Stated problem =>
Write the records out again exactly, leaving no images in.
------------------------
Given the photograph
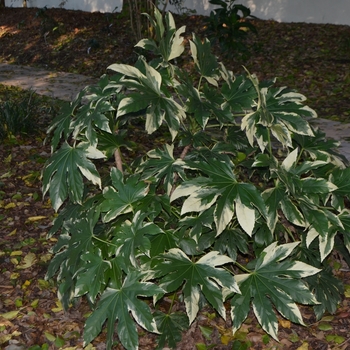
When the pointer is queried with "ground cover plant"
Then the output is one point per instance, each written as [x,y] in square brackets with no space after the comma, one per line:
[238,205]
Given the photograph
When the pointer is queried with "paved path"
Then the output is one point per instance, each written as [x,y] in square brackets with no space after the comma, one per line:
[65,86]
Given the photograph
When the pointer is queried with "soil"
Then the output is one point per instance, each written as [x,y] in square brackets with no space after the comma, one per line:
[314,59]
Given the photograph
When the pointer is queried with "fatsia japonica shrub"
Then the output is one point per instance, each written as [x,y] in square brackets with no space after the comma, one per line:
[235,198]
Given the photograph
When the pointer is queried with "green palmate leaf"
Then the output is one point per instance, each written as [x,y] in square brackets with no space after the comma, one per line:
[122,197]
[344,217]
[159,106]
[291,212]
[109,143]
[78,239]
[168,46]
[94,269]
[61,126]
[171,327]
[162,165]
[204,60]
[326,236]
[239,93]
[196,224]
[222,190]
[92,117]
[62,176]
[272,198]
[116,305]
[232,242]
[134,237]
[275,281]
[196,277]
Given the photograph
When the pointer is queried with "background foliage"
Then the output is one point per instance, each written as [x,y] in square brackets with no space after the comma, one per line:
[242,203]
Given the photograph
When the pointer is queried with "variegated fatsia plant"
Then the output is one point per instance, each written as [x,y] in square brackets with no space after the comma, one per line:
[240,202]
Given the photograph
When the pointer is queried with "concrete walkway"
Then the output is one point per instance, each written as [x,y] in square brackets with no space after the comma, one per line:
[65,86]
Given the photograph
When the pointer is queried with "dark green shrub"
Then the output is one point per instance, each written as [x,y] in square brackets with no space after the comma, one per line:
[229,26]
[240,200]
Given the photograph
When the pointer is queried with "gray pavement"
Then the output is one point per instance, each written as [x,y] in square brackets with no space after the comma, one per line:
[65,86]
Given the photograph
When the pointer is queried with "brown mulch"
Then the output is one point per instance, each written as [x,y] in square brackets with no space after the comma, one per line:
[314,59]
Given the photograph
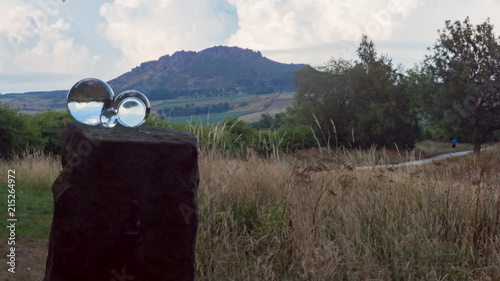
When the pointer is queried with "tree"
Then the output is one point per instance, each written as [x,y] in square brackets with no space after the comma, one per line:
[358,103]
[465,63]
[381,103]
[322,100]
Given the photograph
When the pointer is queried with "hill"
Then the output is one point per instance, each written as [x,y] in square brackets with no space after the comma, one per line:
[216,71]
[220,81]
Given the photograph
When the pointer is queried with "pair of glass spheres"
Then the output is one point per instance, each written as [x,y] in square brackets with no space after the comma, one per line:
[92,102]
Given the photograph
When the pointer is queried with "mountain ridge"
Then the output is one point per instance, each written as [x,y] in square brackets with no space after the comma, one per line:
[214,72]
[218,70]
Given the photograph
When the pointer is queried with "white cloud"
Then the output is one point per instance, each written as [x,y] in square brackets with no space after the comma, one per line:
[35,39]
[297,24]
[146,31]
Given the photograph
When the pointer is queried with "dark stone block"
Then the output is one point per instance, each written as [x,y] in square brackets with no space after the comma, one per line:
[125,205]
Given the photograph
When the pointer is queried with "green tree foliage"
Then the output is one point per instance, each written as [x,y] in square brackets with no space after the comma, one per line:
[357,103]
[19,132]
[465,64]
[51,125]
[12,132]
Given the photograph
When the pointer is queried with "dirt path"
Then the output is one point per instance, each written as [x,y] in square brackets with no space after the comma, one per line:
[420,162]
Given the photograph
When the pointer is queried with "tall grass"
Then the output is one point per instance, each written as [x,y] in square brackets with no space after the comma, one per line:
[312,216]
[275,220]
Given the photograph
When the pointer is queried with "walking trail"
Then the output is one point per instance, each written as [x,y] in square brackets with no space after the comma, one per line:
[419,162]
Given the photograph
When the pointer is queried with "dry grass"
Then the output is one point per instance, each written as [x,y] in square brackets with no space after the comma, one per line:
[306,220]
[318,218]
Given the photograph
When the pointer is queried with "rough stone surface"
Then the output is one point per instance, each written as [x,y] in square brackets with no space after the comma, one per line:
[125,205]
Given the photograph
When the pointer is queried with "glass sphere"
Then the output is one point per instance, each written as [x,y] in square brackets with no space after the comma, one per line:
[88,98]
[132,108]
[109,118]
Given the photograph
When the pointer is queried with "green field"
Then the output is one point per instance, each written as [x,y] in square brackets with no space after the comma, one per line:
[168,104]
[209,119]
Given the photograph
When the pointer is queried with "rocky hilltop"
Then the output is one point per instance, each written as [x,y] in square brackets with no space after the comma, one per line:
[214,71]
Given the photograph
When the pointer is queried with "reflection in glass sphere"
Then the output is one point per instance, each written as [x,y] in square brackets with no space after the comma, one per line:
[88,98]
[132,107]
[109,118]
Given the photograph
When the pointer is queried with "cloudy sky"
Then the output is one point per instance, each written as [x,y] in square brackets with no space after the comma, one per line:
[51,44]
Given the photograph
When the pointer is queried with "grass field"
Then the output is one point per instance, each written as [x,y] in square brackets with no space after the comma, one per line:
[310,216]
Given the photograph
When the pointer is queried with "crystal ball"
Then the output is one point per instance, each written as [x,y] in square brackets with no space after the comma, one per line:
[109,118]
[132,108]
[88,98]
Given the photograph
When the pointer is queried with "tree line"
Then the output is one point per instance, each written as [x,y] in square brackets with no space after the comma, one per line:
[453,93]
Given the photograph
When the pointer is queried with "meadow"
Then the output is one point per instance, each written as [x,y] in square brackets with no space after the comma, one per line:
[310,215]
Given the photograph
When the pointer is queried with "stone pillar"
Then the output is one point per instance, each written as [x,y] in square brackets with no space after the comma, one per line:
[125,205]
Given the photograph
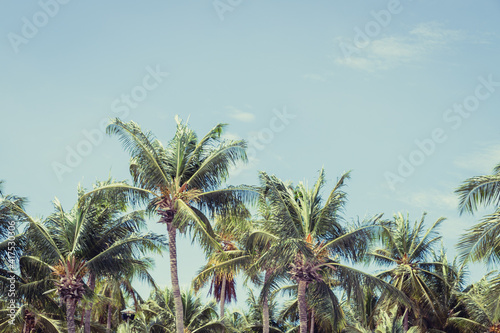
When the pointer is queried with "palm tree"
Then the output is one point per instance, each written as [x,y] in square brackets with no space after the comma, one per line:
[480,241]
[229,230]
[308,239]
[199,317]
[33,309]
[406,250]
[94,239]
[482,307]
[12,217]
[181,182]
[114,292]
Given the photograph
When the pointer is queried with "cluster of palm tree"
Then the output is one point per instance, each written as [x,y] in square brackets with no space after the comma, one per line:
[306,267]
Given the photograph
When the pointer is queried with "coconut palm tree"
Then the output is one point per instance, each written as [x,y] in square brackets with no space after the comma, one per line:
[406,250]
[114,292]
[199,317]
[94,239]
[12,217]
[181,182]
[230,231]
[308,239]
[482,307]
[480,242]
------------------------
Response to this exercise =>
Given the photograph
When the pointer is queried with "ground cover plant"
Then the output is one point per instance, each written as [x,y] in square brackets with no space after the comma, one per line:
[238,205]
Given the photograph
When the pointer is queried with "paved path"
Then the output is one point per instance, each written as [x,y] in square brackets with no space after the comma, one per line:
[65,86]
Given the photograph
When the pointer is queried with "soil"
Then the output is one point per instance, each written as [x,y] in square brackets with no space after the comma, one per line:
[314,59]
Given the photograph
When the pointer is queried with "fatsia japonica shrub"
Then the output is one point per instance, each written as [x,y] in square brackets with no space after the comma, one per line:
[235,198]
Given the photograph
When the pointer is queried with "green palmate leaf"
Then the output is one point per instance, each written as [x,y] in square brackets with no space after the comma, one per line:
[122,197]
[344,217]
[159,106]
[291,212]
[109,143]
[78,239]
[168,46]
[94,269]
[61,126]
[171,327]
[162,165]
[204,60]
[326,236]
[239,93]
[196,224]
[222,190]
[92,117]
[62,176]
[272,198]
[116,305]
[232,242]
[134,237]
[275,281]
[196,277]
Given the photograph
When the pointer is queried with "background foliage"
Then the output is one point per instance, each written as [x,y] in square brackets with no space after the comma, one per line:
[242,203]
Given the photograph
When the pointer is queried with "variegated fatsia plant"
Then the output is one point per instance, each written as [x,y] in square brackets with no space after the comma, one per line:
[240,202]
Given the photograph
When the pointer is queried with "concrete walkway"
Then the output is one point per instance, each written as [x,y] in square brackets with no space after the comma, one per line:
[65,86]
Given the photograph
When the pointer is queried with "dark green shrub"
Then the output is one point per instance, each written as [x,y] in square brackets with no space after the comma, one per line:
[229,26]
[240,200]
Given the photograph
When the pointer is queried with "gray pavement"
Then the output is one point per instance, each written as [x,y] in square brackets with no space after the comma, one per line:
[65,86]
Given the photograph
When the pointer is queried with "brown mulch"
Then the output is one point per instance, each written as [x,y] in square brackets with no space after the comma, one per line:
[314,59]
Given the photograph
When the pointer is queried with "tree"
Then the output is one point per instance, each written as [x,y] in square brackets with no space after the comma, one per line:
[358,103]
[465,63]
[381,103]
[322,100]
Given the photograph
When the pointer is queried with "hill"
Then the output is one point per instance, each written as [x,y] in square brackets with no space after the comma, one per line:
[216,71]
[220,81]
Given the photograph
When the pointer is queried with "pair of glass spheres"
Then the output is one point per instance, each written as [x,y] in square brackets with no space after the comma, one per line:
[92,102]
Given the photograph
When the pointer is queried with "mountain ridge"
Then the output is one point per instance, each written as [x,y] in square brackets with no space after the comma, one per line:
[214,72]
[218,70]
Given the photograph
When the pointer is queried with "white cloud"
Then the output is one point per instance, each written as [x,y] in square brackets with no space after the comma, one per line:
[35,39]
[297,24]
[146,31]
Given the photograph
When the pointer is queried with "dark stone block"
Then the output is one point per instance, each written as [x,y] in square brackets with no space after the comma, one per line:
[125,205]
Given the photograph
When the pointer is queried with "green tree foliage"
Then the output is one point per instance, each written as [x,y] in square brackets with no space after the comma, one per line:
[357,103]
[19,132]
[465,64]
[51,125]
[12,132]
Given the photograph
When the pointer is queried with "dirt path"
Then the output is one point per instance, each written as [x,y] in square brackets with no space after the comma, one per line:
[420,162]
Given the photograph
When the pointer is queried with "tall grass"
Then the output is one point per instance, each written as [x,y] in square brackets with no space after the comma, one per line:
[312,216]
[275,220]
Given the photograph
When the pointer is queried with "walking trail"
Then the output is one point per instance, each written as [x,y] in square brackets with no space after the comma, one per line:
[419,162]
Given the photograph
When the pointer is queried with "dry grass"
Then the output is one point per instance, each written as [x,y] in square brackets with no space after the comma, one per line:
[306,220]
[318,218]
Given the photograph
When the pointer is queried with "rough stone surface"
Then the output is one point per instance, each written as [x,y] in square brackets with no space after the comma, one per line:
[125,205]
Given the photograph
When the pointer is queried with "glass sphere"
Then the output is one point per instance, each written as [x,y] in square brackets with no space after the comma, one per line:
[88,98]
[132,108]
[109,118]
Given the photograph
When the pointer is queried with "green field"
Then the output is one point per instance, each written as [x,y] in square brackets with no space after the comma, one per line:
[168,104]
[209,119]
Given the photograph
When the pointer is queried with "rocky hilltop"
Then the output is one point per instance, each written as [x,y] in square brackets with no space after the comma, one per line:
[214,71]
Given the photograph
When the pointer is queried with "reflection in glass sphere"
Then the output is one point per instance, each written as [x,y] in square brackets with no space after the comma, one per line:
[88,98]
[132,107]
[109,118]
Given the photograph
When the pointer is queried with "cloudy sky"
Then the output is one point per instance, each written as [x,y] in square brackets with no space after the comma, one per line:
[51,44]
Given the photograph
When the pointer is queried with "grass field"
Then the output is one point per instance, each written as [x,y] in square brackets with no space after the comma, one per line:
[310,216]
Given the photograph
When the pointer is queried with "crystal ball"
Then the output is one point per instance, each written as [x,y] in square brackets with no space after the comma, one per line:
[109,118]
[132,108]
[88,98]
Given the photograph
When the pointer is queried with "tree line"
Then the output is one point per instance, each written as [x,y] in square brackets with no space after the comma, one per line:
[453,93]
Given the photograph
When the pointer is queried with "meadow"
Then the output is one point per instance, each written as [x,y] in square brackets with no space after the comma, one per line:
[310,215]
Given the photograph
When the pointer is queried with "stone pillar"
Then the output is one point per instance, each written as [x,y] in square brackets with no space after the comma, one per line:
[125,205]
Given the photograph
When the pointer is queried with "palm tree"
Then the output is one point per instance, each written as [x,y] in square brackets with no space after the comma, one per line:
[480,241]
[229,230]
[308,239]
[199,317]
[33,309]
[406,250]
[94,239]
[482,307]
[12,217]
[181,182]
[114,292]
Given the photograph
When the pointer is queried with "cluster of palm tree"
Then the output is one point per instance, each written as [x,y] in square brackets with no space after the comma, one per line:
[306,267]
Given the photograph
When the pointer is queried with "coconut palm tree"
Then the output is one point per instance, each written as [x,y] in square brackets with no space after the comma, one per line:
[406,250]
[114,292]
[199,317]
[94,239]
[12,217]
[181,182]
[230,231]
[308,239]
[482,307]
[480,242]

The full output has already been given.